TASK DETAILS — Locate each line in the data below that contains the word "their" and copy those lines.

TASK INPUTS —
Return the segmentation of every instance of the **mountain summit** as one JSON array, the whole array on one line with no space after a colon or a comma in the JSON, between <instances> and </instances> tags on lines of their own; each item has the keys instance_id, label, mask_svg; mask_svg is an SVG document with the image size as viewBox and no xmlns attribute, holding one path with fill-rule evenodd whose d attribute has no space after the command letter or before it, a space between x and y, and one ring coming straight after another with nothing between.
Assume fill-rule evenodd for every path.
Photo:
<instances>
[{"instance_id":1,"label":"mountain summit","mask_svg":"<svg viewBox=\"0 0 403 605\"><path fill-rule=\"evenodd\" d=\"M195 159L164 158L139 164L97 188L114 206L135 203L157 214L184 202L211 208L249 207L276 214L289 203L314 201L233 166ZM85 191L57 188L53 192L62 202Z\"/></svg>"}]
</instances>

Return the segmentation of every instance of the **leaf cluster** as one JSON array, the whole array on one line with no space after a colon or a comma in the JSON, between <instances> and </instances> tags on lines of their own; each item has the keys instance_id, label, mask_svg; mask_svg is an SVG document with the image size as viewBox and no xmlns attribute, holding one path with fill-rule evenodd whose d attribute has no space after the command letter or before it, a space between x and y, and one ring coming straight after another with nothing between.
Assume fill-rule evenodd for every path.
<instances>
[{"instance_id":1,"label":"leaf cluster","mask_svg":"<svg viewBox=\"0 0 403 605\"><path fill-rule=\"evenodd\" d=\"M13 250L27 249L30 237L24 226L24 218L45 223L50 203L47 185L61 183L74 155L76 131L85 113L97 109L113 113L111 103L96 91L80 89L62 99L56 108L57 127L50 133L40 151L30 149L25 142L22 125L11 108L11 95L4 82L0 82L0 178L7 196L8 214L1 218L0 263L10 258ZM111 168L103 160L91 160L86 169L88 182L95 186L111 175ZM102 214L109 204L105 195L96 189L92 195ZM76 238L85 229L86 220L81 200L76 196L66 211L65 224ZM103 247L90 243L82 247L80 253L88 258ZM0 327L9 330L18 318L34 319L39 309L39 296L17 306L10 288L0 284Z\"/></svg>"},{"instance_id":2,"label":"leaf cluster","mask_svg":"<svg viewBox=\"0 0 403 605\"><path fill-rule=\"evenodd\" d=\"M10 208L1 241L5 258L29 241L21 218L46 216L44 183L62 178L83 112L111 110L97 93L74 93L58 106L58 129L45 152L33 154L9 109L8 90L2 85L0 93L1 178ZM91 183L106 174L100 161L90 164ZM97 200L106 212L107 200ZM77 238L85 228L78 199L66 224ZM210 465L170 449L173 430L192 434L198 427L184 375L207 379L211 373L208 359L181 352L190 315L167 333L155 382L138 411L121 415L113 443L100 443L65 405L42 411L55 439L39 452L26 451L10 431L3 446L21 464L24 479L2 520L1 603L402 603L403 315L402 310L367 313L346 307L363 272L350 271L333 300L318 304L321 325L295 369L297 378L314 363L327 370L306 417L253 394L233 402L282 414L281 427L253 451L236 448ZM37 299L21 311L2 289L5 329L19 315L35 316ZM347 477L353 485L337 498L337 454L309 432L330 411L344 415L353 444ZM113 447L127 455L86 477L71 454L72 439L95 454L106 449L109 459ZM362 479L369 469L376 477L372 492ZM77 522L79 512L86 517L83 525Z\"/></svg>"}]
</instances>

ANSWER —
Return the segmentation of every instance of the **mountain summit** as one JSON array, the whole array on one line with no space after a colon or a comma in the JSON, between <instances> and </instances> tags on lines of their own; each item has the keys instance_id, label, mask_svg; mask_svg is an SVG document with the image size as viewBox and no xmlns attribute, holding one path with fill-rule evenodd whose d attribute has no space after the command letter or before it, a space between x and y, and one ring coming straight after another with nothing between.
Return the segmentation of every instance of the **leaf cluster** as one JSON array, the whole array on one line with no space after a colon or a comma in the JSON, between <instances> and </instances> tags on lines of their own; each item has the keys instance_id, label, mask_svg; mask_svg is an SVG document with the image size as viewBox and no xmlns attribute, holding one path with fill-rule evenodd whose d attribute has no space after the command letter or before it, a space between x and y, and one ring coming straight after another with nothing between.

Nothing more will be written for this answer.